# Task item A
In the Bühler financial excerpt, what EBIT margin is reported, and what was it the previous year?
# Task item B
Rewrite the Bühler financial excerpt beginning at the words "Driven by diligent" and ending after "(previous year: 7.6%).", putting "incoming orders" in place of "order intake".

# Exercise passage
Driven by diligent finance management, operating cash flow jumped from CHF 151 million to CHF 470 million (+211%), and net liquidity soared from CHF 449 million to CHF 749 million (+66.8%). In addition, equity ratio im-proved to 44.2% (previous year: 42.8%).
On Group level, order intake went down 16.7% to CHF 2.6 billion. Turnover stood at CHF 2.7 billion (-17.0%). Due to strict cost management and margin protection, EBIT (earnings before interest and taxes) amounted to CHF 146 million (previous year: CHF 248 million), reflecting an EBIT margin of 5.4% (previous year: 7.6%).
The 2020 figures are impacted by the development of currency exchange rates, specifically of the Chinese yuan, euro, and US dollar against the Swiss franc. Adjusted for the impact of the foreign exchange rates, the reduction of the top-line versus last year was 13%.
Strategic investments in our infrastructure and R&D (research and development) remained at a high level. The expenses for R&D were slightly adapted to CHF 139 million (previous year: CHF 149 million), leading to an increase relative to Group turnover to 5.2% (previous year: 4.6%). This is in line with Bühler’s strategy to be an innovation leader in its industries. Over the year, we continued to launch new products and solutions, some of them groundbreaking, such as the new integrated grinding system, Arrius. The first two Carat 560 die-casting machines were built in 2020 and shipped to a customer in Vietnam. The new solution was officially launched to the market in a virtual event held in November. For the automotive industry, the Leybold Optics HIS was introduced, which is designed for mass production of the coating of head-up displays in cars, and the ChromeLine for inline sputtering for chrome deposition, which makes the process more environmentally friendly.

# Source data
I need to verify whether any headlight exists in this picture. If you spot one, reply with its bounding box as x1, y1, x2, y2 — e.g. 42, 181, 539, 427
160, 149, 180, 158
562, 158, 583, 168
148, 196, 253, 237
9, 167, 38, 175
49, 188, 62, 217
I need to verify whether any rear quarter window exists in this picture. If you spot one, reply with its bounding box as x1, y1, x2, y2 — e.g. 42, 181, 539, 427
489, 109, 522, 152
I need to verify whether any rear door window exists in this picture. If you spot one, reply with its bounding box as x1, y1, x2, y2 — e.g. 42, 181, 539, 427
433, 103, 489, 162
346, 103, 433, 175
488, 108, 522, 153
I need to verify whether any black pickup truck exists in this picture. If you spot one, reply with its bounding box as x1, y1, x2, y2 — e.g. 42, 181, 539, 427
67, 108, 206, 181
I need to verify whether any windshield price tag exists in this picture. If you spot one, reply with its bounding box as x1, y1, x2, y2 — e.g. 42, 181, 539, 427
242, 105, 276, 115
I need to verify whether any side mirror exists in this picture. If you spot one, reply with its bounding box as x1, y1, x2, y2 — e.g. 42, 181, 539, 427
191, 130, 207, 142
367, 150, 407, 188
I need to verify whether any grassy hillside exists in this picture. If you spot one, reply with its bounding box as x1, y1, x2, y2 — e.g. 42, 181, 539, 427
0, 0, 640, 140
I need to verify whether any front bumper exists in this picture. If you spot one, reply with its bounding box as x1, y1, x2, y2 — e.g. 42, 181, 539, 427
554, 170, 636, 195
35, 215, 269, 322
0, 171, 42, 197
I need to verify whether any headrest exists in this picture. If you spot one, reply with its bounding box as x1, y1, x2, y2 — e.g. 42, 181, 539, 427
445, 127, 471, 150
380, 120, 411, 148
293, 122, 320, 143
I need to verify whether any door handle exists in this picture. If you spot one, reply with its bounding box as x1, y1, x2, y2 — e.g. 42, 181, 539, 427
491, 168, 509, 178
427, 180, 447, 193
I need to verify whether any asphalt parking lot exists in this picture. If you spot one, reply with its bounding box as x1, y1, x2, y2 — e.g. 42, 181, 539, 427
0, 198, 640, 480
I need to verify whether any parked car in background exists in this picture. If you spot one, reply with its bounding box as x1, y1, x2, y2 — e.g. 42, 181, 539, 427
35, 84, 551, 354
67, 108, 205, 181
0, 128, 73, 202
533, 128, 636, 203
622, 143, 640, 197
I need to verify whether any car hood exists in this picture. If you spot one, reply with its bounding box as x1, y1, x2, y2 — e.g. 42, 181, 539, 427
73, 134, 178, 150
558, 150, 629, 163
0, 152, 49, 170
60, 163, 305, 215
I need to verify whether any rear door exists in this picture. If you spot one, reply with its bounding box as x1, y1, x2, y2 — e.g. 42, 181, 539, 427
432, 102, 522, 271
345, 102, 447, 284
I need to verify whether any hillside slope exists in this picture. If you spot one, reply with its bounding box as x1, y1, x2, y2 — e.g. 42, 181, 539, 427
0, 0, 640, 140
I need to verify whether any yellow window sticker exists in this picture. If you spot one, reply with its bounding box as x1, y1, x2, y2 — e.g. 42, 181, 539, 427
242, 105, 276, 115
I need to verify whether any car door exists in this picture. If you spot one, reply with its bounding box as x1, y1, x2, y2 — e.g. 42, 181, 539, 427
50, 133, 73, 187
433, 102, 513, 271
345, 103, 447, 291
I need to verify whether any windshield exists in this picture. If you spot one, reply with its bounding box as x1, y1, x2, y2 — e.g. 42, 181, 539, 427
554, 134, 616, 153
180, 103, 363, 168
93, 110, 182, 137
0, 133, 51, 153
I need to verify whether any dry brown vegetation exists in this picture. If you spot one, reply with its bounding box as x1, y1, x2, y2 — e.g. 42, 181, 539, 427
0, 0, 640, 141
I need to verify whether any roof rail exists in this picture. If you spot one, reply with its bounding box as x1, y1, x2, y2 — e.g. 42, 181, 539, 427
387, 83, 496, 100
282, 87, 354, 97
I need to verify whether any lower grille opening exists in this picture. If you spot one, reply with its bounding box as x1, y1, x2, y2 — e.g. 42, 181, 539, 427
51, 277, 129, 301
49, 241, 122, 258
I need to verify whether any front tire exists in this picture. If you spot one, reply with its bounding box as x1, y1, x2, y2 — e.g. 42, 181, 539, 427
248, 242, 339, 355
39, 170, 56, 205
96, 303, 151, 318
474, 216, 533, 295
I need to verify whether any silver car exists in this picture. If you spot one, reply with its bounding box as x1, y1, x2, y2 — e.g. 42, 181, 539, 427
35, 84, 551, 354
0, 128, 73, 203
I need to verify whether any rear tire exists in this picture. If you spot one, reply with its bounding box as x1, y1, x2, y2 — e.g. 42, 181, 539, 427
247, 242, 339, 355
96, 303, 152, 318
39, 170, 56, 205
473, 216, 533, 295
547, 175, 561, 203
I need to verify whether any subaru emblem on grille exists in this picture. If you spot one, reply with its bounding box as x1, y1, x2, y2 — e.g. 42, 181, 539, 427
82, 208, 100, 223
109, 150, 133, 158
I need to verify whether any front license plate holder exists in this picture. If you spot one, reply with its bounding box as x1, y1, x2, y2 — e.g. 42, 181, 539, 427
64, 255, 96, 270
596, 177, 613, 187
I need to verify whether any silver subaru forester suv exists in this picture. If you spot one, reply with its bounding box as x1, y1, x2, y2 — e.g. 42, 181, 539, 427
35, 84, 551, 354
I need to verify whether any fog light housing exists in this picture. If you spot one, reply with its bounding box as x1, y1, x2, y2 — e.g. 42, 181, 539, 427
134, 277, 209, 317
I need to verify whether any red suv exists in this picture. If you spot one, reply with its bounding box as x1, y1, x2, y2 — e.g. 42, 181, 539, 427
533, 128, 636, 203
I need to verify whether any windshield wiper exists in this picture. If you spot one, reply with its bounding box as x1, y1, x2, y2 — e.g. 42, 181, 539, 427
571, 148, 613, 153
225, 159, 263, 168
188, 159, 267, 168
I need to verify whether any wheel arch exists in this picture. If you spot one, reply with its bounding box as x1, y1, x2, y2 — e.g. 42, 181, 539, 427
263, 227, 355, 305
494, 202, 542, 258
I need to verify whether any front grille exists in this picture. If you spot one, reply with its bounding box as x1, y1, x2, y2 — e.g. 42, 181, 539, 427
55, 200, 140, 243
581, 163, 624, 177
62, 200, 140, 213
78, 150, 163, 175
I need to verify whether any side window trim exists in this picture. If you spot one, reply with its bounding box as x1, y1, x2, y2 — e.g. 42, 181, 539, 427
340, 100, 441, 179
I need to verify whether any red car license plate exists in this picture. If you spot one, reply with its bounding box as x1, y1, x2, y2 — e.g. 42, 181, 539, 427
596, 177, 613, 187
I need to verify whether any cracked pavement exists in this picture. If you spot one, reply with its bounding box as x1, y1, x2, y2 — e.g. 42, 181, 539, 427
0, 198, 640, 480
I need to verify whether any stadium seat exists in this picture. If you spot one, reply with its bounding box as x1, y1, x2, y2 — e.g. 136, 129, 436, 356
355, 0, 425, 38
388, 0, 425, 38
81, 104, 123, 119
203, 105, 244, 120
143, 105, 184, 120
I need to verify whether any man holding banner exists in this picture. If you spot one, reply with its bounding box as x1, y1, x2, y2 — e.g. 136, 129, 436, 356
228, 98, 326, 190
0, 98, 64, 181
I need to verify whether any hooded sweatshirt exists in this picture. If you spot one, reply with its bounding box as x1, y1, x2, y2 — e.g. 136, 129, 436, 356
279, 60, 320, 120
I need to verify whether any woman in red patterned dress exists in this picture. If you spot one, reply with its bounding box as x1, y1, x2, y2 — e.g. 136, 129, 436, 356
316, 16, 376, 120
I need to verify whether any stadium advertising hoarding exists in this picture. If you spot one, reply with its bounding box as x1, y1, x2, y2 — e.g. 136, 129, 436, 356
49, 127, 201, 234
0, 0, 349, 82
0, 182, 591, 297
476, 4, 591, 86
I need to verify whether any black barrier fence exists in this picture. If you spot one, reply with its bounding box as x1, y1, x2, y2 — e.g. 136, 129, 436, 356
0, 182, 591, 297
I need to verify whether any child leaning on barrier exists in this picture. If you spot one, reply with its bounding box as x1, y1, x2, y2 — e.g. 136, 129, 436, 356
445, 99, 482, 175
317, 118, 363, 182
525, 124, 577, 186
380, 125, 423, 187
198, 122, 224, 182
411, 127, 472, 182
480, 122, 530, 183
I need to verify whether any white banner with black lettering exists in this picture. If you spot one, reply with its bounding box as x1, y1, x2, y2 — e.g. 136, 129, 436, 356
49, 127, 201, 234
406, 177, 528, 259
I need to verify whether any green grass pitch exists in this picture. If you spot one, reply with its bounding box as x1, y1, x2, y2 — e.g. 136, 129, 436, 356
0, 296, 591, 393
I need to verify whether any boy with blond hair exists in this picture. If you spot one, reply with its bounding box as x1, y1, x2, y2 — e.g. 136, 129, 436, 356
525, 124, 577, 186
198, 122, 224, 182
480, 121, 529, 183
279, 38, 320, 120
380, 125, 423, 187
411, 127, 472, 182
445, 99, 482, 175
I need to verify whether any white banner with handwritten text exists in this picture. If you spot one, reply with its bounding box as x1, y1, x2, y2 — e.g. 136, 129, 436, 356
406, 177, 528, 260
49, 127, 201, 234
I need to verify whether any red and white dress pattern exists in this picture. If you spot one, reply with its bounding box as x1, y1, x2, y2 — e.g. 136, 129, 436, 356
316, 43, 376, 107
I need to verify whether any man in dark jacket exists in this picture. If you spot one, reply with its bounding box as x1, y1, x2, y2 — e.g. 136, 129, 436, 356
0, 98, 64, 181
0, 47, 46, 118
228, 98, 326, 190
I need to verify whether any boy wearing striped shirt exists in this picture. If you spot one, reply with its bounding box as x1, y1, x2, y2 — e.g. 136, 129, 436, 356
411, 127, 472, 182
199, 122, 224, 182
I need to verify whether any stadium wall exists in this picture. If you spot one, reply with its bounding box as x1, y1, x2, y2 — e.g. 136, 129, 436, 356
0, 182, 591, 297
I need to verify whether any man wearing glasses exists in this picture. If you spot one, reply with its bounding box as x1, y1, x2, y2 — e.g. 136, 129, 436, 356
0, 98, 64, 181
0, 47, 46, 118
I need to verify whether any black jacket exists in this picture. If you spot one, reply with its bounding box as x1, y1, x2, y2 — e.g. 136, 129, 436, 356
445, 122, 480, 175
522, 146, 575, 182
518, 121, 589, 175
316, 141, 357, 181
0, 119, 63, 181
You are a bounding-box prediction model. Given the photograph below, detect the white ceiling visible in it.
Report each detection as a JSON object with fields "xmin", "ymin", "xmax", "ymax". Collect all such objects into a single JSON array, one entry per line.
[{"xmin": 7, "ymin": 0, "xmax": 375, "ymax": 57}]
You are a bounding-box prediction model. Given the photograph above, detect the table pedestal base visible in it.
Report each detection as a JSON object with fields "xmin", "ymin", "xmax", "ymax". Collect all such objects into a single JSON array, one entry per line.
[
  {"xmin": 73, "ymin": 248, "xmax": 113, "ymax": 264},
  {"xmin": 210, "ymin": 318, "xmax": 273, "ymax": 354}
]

# Written answer A
5.4%, compared with 7.6% the previous year.

# Written answer B
Driven by diligent finance management, operating cash flow jumped from CHF 151 million to CHF 470 million (+211%), and net liquidity soared from CHF 449 million to CHF 749 million (+66.8%). In addition, equity ratio im-proved to 44.2% (previous year: 42.8%).
On Group level, incoming orders went down 16.7% to CHF 2.6 billion. Turnover stood at CHF 2.7 billion (-17.0%). Due to strict cost management and margin protection, EBIT (earnings before interest and taxes) amounted to CHF 146 million (previous year: CHF 248 million), reflecting an EBIT margin of 5.4% (previous year: 7.6%).